:: SUPPLIED PASSAGE

The output of the encoder is a byte stream containing the compressed bytes. To be able to recover the stream information correctly when decoding some header information is prepended to the data. The data stream consists of
symbols that vary in size from 2-4 bytes per symbol. At the start of the stream all symbols are 2 bytes. As the prefix tree gets longer it becomes possible to gain more compression by using a larger symbol that represents a longer prefix. At some point the stream will contain symbols that are all 3 bytes long, and then even later all symbols will be 4 bytes long. When decoding the stream we need to know at which point the size of the symbols changes. We encode this information in a 12 byte header at the start of the stream

The header format is 

- (__4 bytes__) - offset in stream where the first 24-bit code is. If this is zero there are no 24-bit codes
- (__4 bytes__) - offset in stream where the first 32-bit code is. If this is zero there are no 32-bit codes.
- (__4 bytes__) - total number of codes in the stream.

::::
:: RECORDED INFORMATION

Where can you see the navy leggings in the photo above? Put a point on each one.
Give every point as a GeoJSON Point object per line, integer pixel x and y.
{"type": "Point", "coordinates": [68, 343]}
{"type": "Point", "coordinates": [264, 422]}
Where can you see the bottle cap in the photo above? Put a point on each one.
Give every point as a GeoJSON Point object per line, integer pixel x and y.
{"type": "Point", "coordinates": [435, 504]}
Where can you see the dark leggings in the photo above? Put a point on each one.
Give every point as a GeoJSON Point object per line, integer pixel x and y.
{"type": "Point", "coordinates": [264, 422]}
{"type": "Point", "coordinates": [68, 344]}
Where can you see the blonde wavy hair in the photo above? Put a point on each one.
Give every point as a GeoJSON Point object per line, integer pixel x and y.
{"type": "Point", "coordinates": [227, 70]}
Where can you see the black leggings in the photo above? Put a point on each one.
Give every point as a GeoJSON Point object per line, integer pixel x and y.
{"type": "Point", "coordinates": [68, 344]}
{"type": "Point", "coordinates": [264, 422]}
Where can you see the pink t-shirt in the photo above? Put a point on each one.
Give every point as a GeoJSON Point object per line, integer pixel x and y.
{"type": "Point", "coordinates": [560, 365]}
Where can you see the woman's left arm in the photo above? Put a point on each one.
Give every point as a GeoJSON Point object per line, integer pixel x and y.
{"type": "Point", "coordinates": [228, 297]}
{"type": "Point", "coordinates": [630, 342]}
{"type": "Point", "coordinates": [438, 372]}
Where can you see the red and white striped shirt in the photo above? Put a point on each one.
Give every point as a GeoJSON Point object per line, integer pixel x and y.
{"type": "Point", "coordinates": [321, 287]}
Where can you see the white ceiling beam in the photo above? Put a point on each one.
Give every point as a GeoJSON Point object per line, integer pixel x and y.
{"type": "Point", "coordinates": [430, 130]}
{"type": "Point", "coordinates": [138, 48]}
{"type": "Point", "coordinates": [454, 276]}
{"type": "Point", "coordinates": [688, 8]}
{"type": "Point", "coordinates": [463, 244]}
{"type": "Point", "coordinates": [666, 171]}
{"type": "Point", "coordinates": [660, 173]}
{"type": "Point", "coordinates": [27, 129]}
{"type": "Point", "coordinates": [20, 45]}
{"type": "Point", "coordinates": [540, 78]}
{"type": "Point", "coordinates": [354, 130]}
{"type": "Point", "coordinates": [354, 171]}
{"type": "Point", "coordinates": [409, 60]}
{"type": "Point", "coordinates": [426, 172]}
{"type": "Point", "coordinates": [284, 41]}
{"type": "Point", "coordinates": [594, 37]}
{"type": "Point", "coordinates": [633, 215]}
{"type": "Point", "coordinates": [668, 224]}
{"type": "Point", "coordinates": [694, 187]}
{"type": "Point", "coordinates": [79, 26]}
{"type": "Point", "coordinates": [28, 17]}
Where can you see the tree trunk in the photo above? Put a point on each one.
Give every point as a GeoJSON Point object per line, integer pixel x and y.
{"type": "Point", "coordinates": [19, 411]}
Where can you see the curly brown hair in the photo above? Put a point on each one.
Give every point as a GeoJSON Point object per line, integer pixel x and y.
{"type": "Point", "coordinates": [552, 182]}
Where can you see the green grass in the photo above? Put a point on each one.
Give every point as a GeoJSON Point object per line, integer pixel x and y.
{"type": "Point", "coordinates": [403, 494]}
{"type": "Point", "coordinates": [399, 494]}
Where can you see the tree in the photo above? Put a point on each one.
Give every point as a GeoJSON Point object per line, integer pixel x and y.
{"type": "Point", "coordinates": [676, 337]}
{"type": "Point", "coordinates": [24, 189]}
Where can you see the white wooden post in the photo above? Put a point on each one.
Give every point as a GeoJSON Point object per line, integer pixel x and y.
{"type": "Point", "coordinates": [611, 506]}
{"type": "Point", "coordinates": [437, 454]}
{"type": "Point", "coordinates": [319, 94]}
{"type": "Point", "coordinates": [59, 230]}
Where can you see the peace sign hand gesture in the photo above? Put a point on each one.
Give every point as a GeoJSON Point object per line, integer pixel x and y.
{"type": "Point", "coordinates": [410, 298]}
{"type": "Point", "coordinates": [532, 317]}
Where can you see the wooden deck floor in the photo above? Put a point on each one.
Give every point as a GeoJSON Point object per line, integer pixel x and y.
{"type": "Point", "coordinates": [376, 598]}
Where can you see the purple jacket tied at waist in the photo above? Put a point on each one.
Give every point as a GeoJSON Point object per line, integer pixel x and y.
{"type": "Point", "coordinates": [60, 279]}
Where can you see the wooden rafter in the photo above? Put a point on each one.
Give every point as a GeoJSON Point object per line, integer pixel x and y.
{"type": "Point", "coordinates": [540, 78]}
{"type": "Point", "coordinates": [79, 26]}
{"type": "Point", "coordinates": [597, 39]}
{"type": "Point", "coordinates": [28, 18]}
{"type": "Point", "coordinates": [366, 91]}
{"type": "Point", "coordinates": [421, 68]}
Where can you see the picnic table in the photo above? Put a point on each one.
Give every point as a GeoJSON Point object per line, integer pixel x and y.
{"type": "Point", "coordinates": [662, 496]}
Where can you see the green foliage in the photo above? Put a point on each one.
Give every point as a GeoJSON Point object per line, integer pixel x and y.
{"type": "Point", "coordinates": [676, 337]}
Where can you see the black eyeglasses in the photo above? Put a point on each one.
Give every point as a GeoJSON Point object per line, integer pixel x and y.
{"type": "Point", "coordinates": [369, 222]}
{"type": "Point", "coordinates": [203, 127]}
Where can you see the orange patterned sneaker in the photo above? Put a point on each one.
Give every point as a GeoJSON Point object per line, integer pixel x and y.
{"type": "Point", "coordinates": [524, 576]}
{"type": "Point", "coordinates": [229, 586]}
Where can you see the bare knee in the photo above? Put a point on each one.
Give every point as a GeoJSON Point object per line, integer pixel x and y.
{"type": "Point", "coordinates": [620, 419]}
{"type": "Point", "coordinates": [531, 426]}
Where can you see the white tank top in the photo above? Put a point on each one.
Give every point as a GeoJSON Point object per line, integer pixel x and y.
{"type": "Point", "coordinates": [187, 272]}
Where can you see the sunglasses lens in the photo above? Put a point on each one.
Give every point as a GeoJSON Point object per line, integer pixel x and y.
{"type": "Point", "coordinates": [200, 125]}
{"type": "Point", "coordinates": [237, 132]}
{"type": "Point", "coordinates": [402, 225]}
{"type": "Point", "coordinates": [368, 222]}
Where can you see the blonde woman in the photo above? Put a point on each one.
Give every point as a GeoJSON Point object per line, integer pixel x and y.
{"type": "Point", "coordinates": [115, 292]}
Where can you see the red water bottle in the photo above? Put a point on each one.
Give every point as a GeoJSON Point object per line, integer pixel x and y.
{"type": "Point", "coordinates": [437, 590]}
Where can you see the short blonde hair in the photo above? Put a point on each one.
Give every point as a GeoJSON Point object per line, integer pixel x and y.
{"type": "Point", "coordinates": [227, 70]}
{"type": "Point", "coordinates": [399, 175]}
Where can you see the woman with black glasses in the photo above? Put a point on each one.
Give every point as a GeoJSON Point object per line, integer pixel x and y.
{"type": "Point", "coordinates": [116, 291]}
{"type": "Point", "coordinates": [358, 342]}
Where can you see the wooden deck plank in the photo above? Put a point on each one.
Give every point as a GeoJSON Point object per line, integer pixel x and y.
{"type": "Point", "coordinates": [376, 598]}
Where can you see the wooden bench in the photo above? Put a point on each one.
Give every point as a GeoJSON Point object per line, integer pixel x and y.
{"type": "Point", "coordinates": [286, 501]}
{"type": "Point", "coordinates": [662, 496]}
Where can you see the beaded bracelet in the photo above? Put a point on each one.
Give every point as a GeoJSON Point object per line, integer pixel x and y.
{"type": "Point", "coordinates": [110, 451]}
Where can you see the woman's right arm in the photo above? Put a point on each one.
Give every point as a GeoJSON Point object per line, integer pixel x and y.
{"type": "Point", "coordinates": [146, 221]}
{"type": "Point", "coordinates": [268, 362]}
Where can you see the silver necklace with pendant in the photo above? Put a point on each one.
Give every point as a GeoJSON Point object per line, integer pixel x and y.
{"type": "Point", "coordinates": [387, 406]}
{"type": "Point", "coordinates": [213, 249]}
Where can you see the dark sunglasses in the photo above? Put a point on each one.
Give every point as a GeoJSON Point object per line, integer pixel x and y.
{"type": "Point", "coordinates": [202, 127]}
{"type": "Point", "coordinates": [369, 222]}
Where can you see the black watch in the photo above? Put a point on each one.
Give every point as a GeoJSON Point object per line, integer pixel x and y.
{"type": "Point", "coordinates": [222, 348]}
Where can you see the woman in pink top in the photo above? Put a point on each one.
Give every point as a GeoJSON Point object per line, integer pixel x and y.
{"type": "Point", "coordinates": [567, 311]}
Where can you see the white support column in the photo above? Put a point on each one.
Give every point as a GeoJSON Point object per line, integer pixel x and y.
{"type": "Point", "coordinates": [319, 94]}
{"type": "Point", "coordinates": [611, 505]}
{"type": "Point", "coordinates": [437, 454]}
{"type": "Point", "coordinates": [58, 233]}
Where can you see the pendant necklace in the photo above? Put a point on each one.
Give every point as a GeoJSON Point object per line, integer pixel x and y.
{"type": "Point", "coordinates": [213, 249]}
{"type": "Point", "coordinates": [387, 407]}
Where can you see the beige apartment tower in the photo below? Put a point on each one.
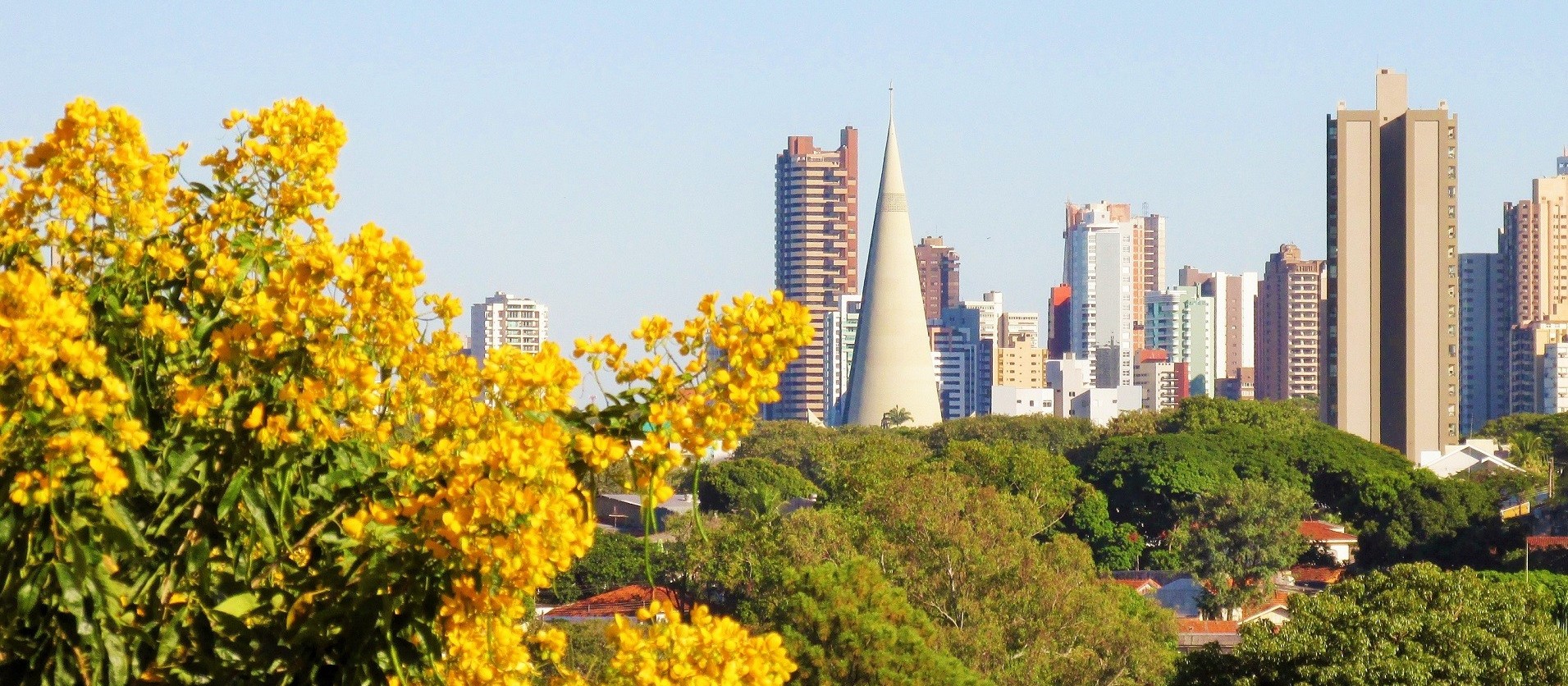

::::

SET OF TASKS:
1) Answer these questions from the stream-header passage:
(a) How many bytes is each symbol at the start of the stream?
(b) How many bytes long is the header?
(c) What does the last 4-byte field of the header record?
2) Decide whether each statement agrees with the stream-header passage. Answer yes or no and quote the words that settle it.
(a) Symbols in the stream range in size from 2 to 4 bytes.
(b) The header is placed at the end of the stream.
(c) A value of zero in the first header field means the stream has no 24-bit codes.
3) Write a continuation of the stream-header passage, starting after its final line.
The data has no connection to the stream-header passage.

ANSWERS TO THE EXERCISE:
1)
(a) 2 bytes
(b) 12 bytes
(c) The total number of codes in the stream

2)
(a) Yes: "symbols that vary in size from 2-4 bytes per symbol"
(b) No: "We encode this information in a 12 byte header at the start of the stream"
(c) Yes: "If this is zero there are no 24-bit codes"

3)
The byte at offset 12 is the first byte in the data stream and is part of a 2-byte symbol.

In [1]:
%load_ext autoreload
%autoreload 2

In [2]:
# TODO: hack - need to pip install package to avoid this?
import os
os.chdir("..")    # cant load slz as a module from the notebooks directory

In [3]:
from slz import lzw_encode      # import the functional encoder

# We start with the example from the unit test 
test_input = "babaabaaa"

encoded = lzw_encode(test_input)
enc_bytes = encoded.encode("utf-8")

print(f"Length of input string  : {len(test_input.encode('utf-8'))}")
print(f"Length of output string : {len(enc_bytes)}")
print(f"bytes: {enc_bytes}")

Length of input string  : 9
Length of output string : 24
bytes: b'\x00\x00\x00\x00\x00\x00\x00\x00\x05\x01\x00\x00b\x00a\x00\x00\x01\x01\x01a\x00\x04\x01'


Note that the output is longer than the input. This is often the case in general with compression - significant compression is achieved in the limit but often not for small inputs. In this specific case though some of the overhead is in the header itself. The first 12 bytes provide information for decoding. In this example the header is longer than the original string, and actually contains relatively little information. If we skip the first 12 bytes 

In [4]:
print(f"bytes: {enc_bytes[11:]}")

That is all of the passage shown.